## Task to carry out
All that is wanted is an exact copy of the lines below, starting at the one that contains "Point to the ground" and running to the end.

[Task data — start]

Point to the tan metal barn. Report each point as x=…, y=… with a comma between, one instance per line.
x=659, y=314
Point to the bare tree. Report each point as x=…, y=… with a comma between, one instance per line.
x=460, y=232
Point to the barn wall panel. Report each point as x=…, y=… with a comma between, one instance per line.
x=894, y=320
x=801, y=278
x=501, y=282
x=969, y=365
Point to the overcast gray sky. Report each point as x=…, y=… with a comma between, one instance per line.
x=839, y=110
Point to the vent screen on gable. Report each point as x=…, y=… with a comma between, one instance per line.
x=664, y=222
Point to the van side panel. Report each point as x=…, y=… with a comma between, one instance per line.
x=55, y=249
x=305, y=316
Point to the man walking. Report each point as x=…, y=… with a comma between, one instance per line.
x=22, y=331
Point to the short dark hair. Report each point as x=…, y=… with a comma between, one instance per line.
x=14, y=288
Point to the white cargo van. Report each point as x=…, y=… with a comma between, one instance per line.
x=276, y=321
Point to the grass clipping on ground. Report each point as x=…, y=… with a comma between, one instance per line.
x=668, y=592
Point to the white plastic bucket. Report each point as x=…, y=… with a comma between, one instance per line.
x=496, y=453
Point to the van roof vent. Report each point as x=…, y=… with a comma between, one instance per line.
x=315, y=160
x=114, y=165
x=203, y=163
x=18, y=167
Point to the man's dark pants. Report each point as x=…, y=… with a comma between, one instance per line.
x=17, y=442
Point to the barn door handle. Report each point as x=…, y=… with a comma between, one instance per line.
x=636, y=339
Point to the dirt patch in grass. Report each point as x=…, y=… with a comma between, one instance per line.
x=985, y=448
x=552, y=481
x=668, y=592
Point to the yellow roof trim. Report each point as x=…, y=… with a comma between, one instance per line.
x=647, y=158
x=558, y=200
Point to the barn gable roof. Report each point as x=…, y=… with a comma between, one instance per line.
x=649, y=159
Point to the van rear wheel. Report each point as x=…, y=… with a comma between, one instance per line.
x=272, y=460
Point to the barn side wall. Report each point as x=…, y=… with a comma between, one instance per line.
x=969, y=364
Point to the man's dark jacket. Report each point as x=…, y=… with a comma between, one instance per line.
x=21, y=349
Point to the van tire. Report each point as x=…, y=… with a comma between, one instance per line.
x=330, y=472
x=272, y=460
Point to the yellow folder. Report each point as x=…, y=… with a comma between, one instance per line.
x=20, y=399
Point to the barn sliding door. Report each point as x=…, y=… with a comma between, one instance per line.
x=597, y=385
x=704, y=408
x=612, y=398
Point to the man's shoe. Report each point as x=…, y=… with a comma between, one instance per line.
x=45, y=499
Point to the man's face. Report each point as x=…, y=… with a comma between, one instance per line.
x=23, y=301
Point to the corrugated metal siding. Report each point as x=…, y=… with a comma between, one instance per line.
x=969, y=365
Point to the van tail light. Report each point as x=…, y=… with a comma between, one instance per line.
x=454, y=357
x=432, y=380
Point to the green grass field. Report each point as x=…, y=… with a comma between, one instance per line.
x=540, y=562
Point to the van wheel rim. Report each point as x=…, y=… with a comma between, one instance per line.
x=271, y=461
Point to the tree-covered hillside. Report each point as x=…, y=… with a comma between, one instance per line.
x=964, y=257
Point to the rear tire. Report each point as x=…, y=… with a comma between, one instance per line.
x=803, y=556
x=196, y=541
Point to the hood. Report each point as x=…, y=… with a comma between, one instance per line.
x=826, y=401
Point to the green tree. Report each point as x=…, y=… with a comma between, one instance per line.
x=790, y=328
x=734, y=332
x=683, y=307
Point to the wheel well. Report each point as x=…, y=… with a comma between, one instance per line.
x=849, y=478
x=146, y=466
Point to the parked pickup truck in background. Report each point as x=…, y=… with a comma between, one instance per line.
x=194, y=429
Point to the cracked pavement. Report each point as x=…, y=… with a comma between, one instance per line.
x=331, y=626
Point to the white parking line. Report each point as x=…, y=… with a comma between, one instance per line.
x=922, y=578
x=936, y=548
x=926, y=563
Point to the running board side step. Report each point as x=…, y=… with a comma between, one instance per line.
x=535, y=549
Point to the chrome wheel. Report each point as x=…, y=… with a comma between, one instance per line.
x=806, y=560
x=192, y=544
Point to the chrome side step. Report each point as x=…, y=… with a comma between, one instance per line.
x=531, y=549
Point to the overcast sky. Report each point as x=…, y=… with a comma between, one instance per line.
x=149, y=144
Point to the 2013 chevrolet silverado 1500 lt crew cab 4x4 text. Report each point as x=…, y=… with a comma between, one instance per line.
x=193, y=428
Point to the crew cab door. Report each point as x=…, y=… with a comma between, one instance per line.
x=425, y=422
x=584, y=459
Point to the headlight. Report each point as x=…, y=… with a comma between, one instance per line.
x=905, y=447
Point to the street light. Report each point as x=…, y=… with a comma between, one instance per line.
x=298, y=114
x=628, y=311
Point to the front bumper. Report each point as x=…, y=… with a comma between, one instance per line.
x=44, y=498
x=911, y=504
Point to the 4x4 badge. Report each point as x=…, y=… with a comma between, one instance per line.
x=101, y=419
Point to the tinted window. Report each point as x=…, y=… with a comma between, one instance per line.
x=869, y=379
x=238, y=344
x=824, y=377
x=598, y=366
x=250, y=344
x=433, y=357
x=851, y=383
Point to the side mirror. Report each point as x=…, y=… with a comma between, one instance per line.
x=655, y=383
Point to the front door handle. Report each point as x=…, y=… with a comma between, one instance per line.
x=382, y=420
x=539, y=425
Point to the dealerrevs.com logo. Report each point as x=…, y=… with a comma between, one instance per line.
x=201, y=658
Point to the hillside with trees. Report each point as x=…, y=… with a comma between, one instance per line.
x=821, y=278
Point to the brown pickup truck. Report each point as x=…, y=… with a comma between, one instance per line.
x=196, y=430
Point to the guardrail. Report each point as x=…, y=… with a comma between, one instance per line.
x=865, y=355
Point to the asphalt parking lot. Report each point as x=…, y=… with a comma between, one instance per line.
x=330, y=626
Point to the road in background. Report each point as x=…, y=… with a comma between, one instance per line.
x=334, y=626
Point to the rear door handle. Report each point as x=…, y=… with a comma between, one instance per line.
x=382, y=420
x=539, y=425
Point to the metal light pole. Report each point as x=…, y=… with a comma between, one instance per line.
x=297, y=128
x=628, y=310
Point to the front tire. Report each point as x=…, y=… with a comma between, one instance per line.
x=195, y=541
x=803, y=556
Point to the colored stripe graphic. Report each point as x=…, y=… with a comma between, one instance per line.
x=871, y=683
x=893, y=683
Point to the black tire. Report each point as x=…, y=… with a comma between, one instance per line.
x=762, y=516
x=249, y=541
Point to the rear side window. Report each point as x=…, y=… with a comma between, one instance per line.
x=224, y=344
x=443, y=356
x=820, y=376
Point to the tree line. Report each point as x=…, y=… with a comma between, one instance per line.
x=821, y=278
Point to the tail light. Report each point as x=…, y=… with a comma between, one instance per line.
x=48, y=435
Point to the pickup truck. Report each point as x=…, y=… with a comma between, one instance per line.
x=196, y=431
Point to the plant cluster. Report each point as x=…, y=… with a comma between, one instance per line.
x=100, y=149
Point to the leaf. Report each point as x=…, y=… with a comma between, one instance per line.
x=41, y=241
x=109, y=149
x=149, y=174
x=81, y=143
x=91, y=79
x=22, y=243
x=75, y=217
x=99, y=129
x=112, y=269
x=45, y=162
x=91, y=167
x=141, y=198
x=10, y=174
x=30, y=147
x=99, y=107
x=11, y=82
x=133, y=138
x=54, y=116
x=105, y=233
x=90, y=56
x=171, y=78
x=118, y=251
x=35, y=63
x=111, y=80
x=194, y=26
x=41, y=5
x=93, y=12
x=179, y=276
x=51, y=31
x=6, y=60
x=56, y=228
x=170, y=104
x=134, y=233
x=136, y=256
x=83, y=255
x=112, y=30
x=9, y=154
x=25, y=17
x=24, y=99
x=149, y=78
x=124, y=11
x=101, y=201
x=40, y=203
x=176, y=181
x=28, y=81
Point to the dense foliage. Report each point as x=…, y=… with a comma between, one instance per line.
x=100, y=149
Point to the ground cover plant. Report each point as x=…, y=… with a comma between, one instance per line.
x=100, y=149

[Task data — finish]

## Response below
Point to the ground cover plant. Report each point as x=…, y=… with a comma between, one instance per line.
x=100, y=149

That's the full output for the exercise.